(Coordinate labeling data)
:::
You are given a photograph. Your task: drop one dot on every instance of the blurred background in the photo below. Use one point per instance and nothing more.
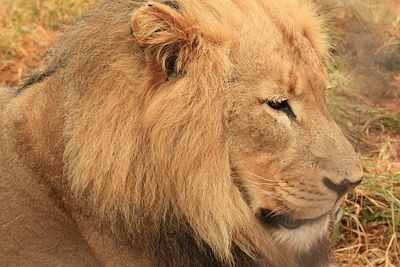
(364, 96)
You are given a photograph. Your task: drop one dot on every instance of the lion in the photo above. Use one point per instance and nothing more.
(175, 133)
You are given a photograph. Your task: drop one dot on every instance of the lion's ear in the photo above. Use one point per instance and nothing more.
(166, 35)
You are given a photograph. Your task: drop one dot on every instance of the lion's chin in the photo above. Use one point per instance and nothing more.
(302, 236)
(273, 219)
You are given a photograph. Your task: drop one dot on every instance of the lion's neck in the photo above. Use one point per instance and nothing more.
(35, 121)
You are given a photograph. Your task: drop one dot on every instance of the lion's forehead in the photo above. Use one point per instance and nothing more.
(280, 39)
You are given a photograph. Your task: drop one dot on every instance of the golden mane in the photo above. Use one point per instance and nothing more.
(148, 155)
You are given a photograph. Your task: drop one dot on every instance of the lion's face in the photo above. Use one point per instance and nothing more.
(218, 122)
(289, 158)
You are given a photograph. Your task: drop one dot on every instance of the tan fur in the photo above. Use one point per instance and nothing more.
(157, 167)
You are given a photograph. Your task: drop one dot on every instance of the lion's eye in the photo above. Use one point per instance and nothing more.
(282, 106)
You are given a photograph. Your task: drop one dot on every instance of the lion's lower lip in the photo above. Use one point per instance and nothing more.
(284, 220)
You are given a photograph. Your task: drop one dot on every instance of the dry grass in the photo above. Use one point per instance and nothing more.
(365, 96)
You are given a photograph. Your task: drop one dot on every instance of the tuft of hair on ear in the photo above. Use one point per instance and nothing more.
(168, 38)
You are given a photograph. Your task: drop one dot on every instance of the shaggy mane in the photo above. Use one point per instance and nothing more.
(148, 155)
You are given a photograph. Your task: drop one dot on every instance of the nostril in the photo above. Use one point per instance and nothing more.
(342, 188)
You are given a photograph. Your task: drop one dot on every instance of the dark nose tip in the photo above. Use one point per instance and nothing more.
(342, 188)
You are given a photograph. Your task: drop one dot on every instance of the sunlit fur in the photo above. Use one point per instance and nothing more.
(147, 154)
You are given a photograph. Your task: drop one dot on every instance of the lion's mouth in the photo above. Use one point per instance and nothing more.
(289, 222)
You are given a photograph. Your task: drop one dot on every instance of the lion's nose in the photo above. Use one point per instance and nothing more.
(343, 187)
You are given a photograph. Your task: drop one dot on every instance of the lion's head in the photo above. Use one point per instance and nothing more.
(203, 124)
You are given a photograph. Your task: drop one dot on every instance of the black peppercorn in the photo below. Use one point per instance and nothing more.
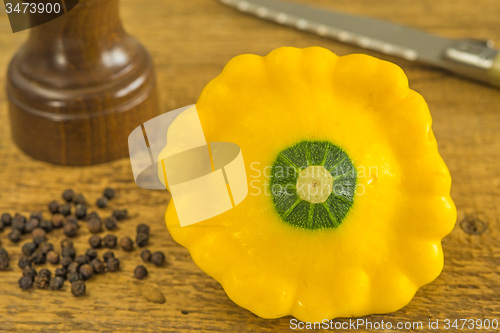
(31, 225)
(146, 255)
(74, 267)
(102, 202)
(65, 209)
(98, 266)
(158, 258)
(36, 215)
(109, 193)
(79, 199)
(6, 219)
(53, 257)
(95, 241)
(93, 215)
(45, 272)
(68, 252)
(56, 283)
(127, 244)
(19, 223)
(14, 236)
(54, 207)
(28, 249)
(78, 288)
(58, 220)
(67, 242)
(42, 281)
(46, 225)
(113, 264)
(74, 276)
(24, 261)
(111, 223)
(72, 219)
(38, 258)
(61, 272)
(110, 241)
(4, 263)
(45, 247)
(70, 229)
(108, 255)
(66, 261)
(68, 195)
(80, 211)
(38, 236)
(81, 260)
(28, 270)
(140, 272)
(20, 216)
(143, 229)
(94, 225)
(142, 240)
(86, 271)
(91, 254)
(26, 282)
(120, 214)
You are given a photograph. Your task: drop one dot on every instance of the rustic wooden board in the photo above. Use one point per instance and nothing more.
(190, 42)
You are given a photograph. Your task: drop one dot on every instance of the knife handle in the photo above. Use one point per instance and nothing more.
(494, 72)
(475, 59)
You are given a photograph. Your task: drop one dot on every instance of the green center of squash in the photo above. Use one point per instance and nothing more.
(313, 185)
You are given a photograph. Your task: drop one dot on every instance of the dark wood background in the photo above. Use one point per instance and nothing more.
(190, 42)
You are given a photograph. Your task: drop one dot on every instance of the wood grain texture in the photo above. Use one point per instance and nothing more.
(190, 41)
(79, 86)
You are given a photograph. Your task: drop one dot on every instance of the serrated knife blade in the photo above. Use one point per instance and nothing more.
(467, 57)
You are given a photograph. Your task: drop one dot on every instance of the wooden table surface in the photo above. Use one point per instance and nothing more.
(190, 42)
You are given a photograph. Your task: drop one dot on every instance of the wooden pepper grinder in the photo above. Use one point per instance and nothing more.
(79, 86)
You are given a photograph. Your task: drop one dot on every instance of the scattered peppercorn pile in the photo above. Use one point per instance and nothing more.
(74, 268)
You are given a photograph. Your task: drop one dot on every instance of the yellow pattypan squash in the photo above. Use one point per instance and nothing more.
(346, 126)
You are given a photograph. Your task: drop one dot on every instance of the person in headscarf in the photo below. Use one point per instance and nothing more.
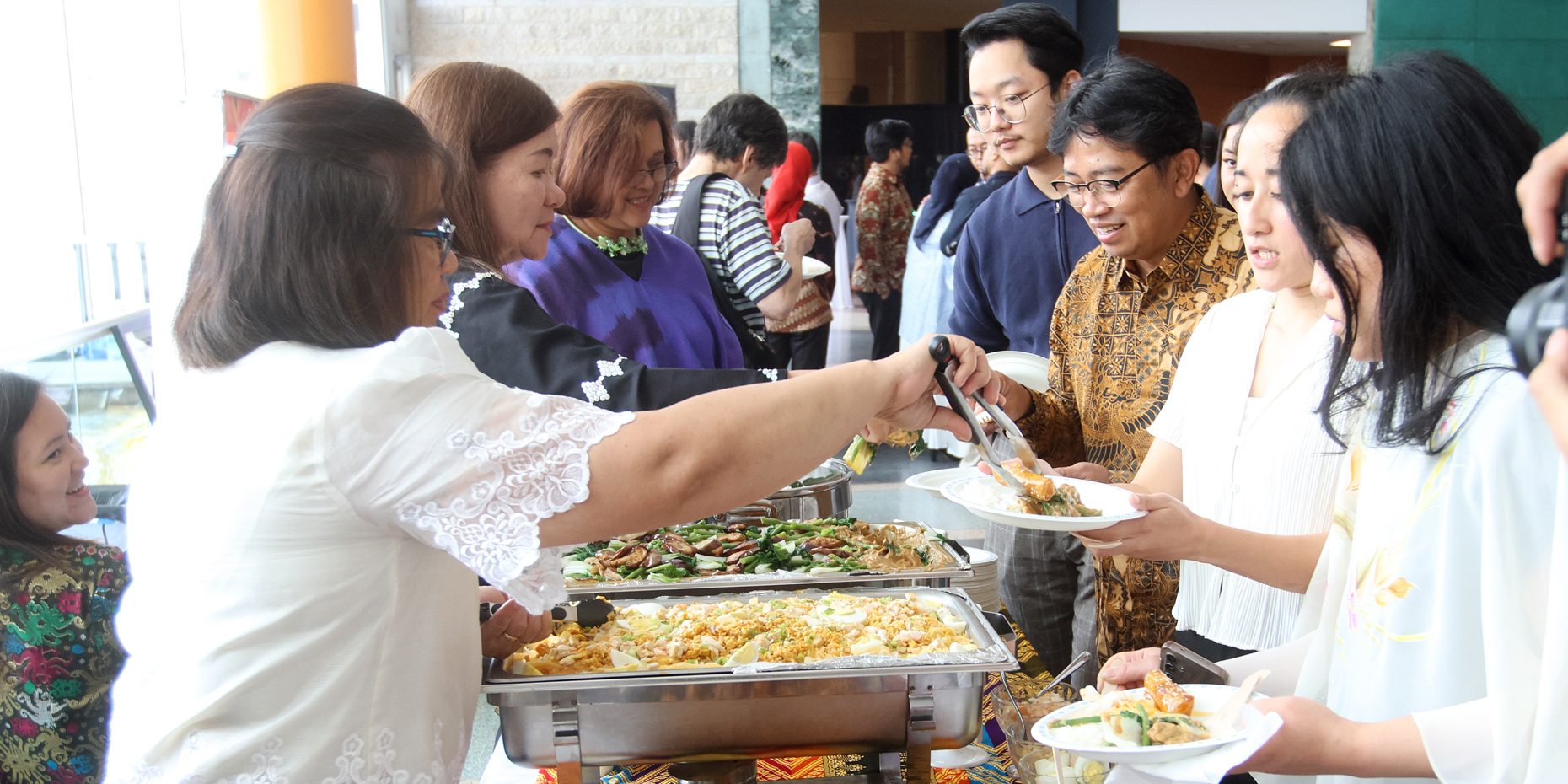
(995, 173)
(800, 339)
(929, 275)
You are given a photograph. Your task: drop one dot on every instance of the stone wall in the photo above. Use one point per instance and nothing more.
(563, 45)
:::
(Exercise description) Transcribe the entries above verbatim, omitting their pictures.

(Full answer)
You are given a photograph. Your task: drop one dot on every instance of the blurred background in the photo below. Use one point per instance and nothing more.
(364, 96)
You are given a photograph. Your task: drop one dot on every instance of the lion in the photo above. Use one point per instance and nothing more.
(175, 133)
You are given a photograph. Your task: drop one dot on every instance of the lion's ear in the photo above. Use one point per instance and nothing more.
(166, 35)
You are given a photograph. Your task: drop one dot on every instance of the lion's chin in the photo above. Use one point per instance and nothing more.
(302, 236)
(273, 219)
You are given a photograph. Your task: drop one dot on every instance of the lion's neck in the photo above. Use one point per instance and nothing more.
(35, 121)
You are given a photograph. Your task: drop one dot on every instance of the lion's forehead in the photo above. Use one point per instance and nothing more.
(280, 39)
You are given a photograph. Your task: drop one dot on every instance of the golden mane in the photo above. Use one point per instance and nothing more.
(148, 155)
You are given a photograph. Your task: drop one dot on every instance of the lion's face in the photo above. Use one point per instance and nothing more.
(218, 122)
(289, 158)
You are given a photograph. Your task: drop one dot on every instance of the tan fur in the photo above. Use one point per instance and nothing more.
(157, 167)
You are given a photograph. Your task: drop one dot on every instance of the lion's eye in the photo above. Use one point per instance and nothing more.
(282, 106)
You are given a photograph. Your task: drop one dot on every instance of the lion's lower lip in the photo above. Use one point per instance and nothing more.
(284, 220)
You are given a photograph. Your task: drop one dot on every instance of the dry grass in the photo above. Use one point per instance and nothing more.
(365, 96)
You are given a photograph. Your task: drop one dot on every instance of the tuft of hair on ear in the photo above. Use one point per instance and nothing more.
(168, 38)
You are given a photograph. Your task: drop one dot on every instance of the shaggy mane in the photo above. Use one point per instance and nothing more.
(148, 155)
You are given a photograph. Your task: drop one dot on every instance of the nostril in the photo above. Use one point per instance and nothing more.
(342, 188)
You are given a photograph. Your task: drop one dot on every instance of the dark nose tip in the photo above. Use one point per instance and nothing more.
(342, 188)
You are given a photograph. Your task: drop one dot on every instance of the sunlit fur in the photo above. Use one point per instance and nothing more.
(147, 154)
You are given a photograph. Your task: drop one dot on every instance of the lion's mouth in the photo above. Use one point per instance and nothing more.
(289, 222)
You are given a photograph. Your task: drop one dot on every instance of the lion's nose in the photo above. Use one point per instance and nothing more.
(343, 187)
You are given a photograph. Your task: drop one dot on every instance of the lion's head in the photo above. Use one point per instance and nothing more.
(203, 124)
You are given a photograph. Your task: drop one dot on every instance of the black peppercorn in the photo below. Use one point per instance and nothing more.
(31, 225)
(146, 255)
(74, 267)
(102, 202)
(65, 209)
(98, 266)
(158, 258)
(36, 215)
(109, 193)
(79, 199)
(6, 219)
(53, 257)
(95, 241)
(93, 215)
(45, 272)
(68, 252)
(56, 283)
(127, 244)
(19, 223)
(14, 236)
(54, 207)
(28, 249)
(78, 288)
(58, 220)
(67, 242)
(42, 281)
(46, 225)
(113, 264)
(74, 276)
(24, 261)
(111, 223)
(72, 219)
(38, 258)
(61, 272)
(110, 241)
(4, 263)
(45, 247)
(70, 229)
(108, 255)
(66, 261)
(68, 195)
(80, 211)
(38, 236)
(81, 260)
(28, 270)
(140, 272)
(20, 216)
(143, 229)
(94, 225)
(142, 240)
(86, 271)
(91, 254)
(26, 282)
(120, 214)
You are given a photograph. Your task: drop one dot on every instance of the rustic wooden board in the photo above. Use one point per instance and nothing more.
(190, 42)
You are given a photograph. Your task: drop one dot on every instance of the knife handle in the photo above. Use one point per instance and nothing more.
(494, 72)
(475, 59)
You are given a photograph. Your task: drop one dot on every instance of the green center of squash in the photo above. Use one point per instance and nothing more.
(313, 185)
You are given a photograph. Your task: drop one dot on every instance of the dark wood background in the photo above. Use one point per instance and nothing more.
(190, 42)
You are given a photograph. Your task: drop one dot on every instance of the wood grain texture in the photo above. Use one point per instance and nothing more.
(190, 41)
(79, 86)
You are given a photograph. Your task: drop one dot on every instance of the serrated knife blade in the photo above. Use one point per instance and nothing more.
(467, 57)
You are given a photograph. Your task: drop one dot on every instance of the wooden table surface in the photo above. Use one point per instance and nothing more.
(190, 42)
You are given a photograph. Your task: drop one dot on every instance of the wooden pepper grinder in the photo above. Use one point per instance and nothing more.
(79, 86)
You are given a photograph. Your task: drop one dot on every instance of the scattered peppercorn pile in the photo above. Use one point per instance and nothing more.
(74, 268)
You are given a photograph. Your task: drop one dot on every instance of the yellow pattypan squash in the photo above. Use one point per instance and nothing more.
(346, 126)
You are given a photograph. Your task: drop one dot on every instance of the person in headscarf in the photo below. Use one point per instance and nothing more.
(995, 173)
(800, 339)
(929, 275)
You are given a photograph. Your task: drop one dot on every instance of the stone wall in the photo above. Use one point per instance and nothing more.
(563, 45)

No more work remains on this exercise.